__Trecho da página__.
────────────────

Tentamos jogar a culpa nos outros. Nas previsões, nas políticas públicas, nos vizinhos, nos jovens que não paravam em casa, nos velhos que não paravam em casa, até que nós mesmos também não paramos mais em casa. O último assassino na longa lista policalesca que precisamos desvendar acabou sendo nós mesmos.
Triste é constatar que, diante de tão pouca mudança na dinâmica cotidiana no fim das contas, não precisamos de muito para nos desestabilizar. Basta parar o sonho, basta impedir o vislumbre. Trabalhamos para ter dinheiro e temos dinheiro para poder sonhar, mas quando o dinheiro não busca o sonho, passamos as semanas acumulando patrimônio de maneira estúpida, até mesmo despropositada, se levarmos em consideração a morte que espreita em cada esquina. Por que não torrar tudo? O consumo se alimenta do medo, mas só porque o maior medo é de não ter aproveitado o quanto se podia. Por que não abrir outra garrafa de vinho, pedir outro delivery, comprar qualquer geringonça da internet que distraia um pouco da situação. Nos pegamos estúpidos mais uma vez, achando que o dinheiro vai nos possibilitar o conforto nunca alcançado desse ano desconfortável.
No fim, não faltaram ideias que nos permitisse uma redenção da estupidez, mas a teoria é bonita porque é abstrata. Continuamos aqui, estúpidos e tristes, sem conseguir sequer fazer um balanço do ano que confira ao tempo personalidade, orientação ou mesmo sentido. Nem adianta tentar entender 2020. O ano de 2020 será para sempre uma incógnita em nosso calendário pessoal.

────────────────

__Requisitos do exercício__.
a: De acordo com o texto sobre 2020, o que esse ano será para sempre em nosso calendário pessoal?
b: Transcreva do texto sobre 2020 a parte que começa em "Triste é constatar" e termina em "desse ano desconfortável.", incluindo esses dois pontos.
Os dados não são usados aqui.

__Lista de dados__.
────────────────

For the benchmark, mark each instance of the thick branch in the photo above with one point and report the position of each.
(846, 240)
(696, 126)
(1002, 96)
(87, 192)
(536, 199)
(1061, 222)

────────────────

__Respostas por tarefa__.
a: Uma incógnita.

b:
Triste é constatar que, diante de tão pouca mudança na dinâmica cotidiana no fim das contas, não precisamos de muito para nos desestabilizar. Basta parar o sonho, basta impedir o vislumbre. Trabalhamos para ter dinheiro e temos dinheiro para poder sonhar, mas quando o dinheiro não busca o sonho, passamos as semanas acumulando patrimônio de maneira estúpida, até mesmo despropositada, se levarmos em consideração a morte que espreita em cada esquina. Por que não torrar tudo? O consumo se alimenta do medo, mas só porque o maior medo é de não ter aproveitado o quanto se podia. Por que não abrir outra garrafa de vinho, pedir outro delivery, comprar qualquer geringonça da internet que distraia um pouco da situação. Nos pegamos estúpidos mais uma vez, achando que o dinheiro vai nos possibilitar o conforto nunca alcançado desse ano desconfortável.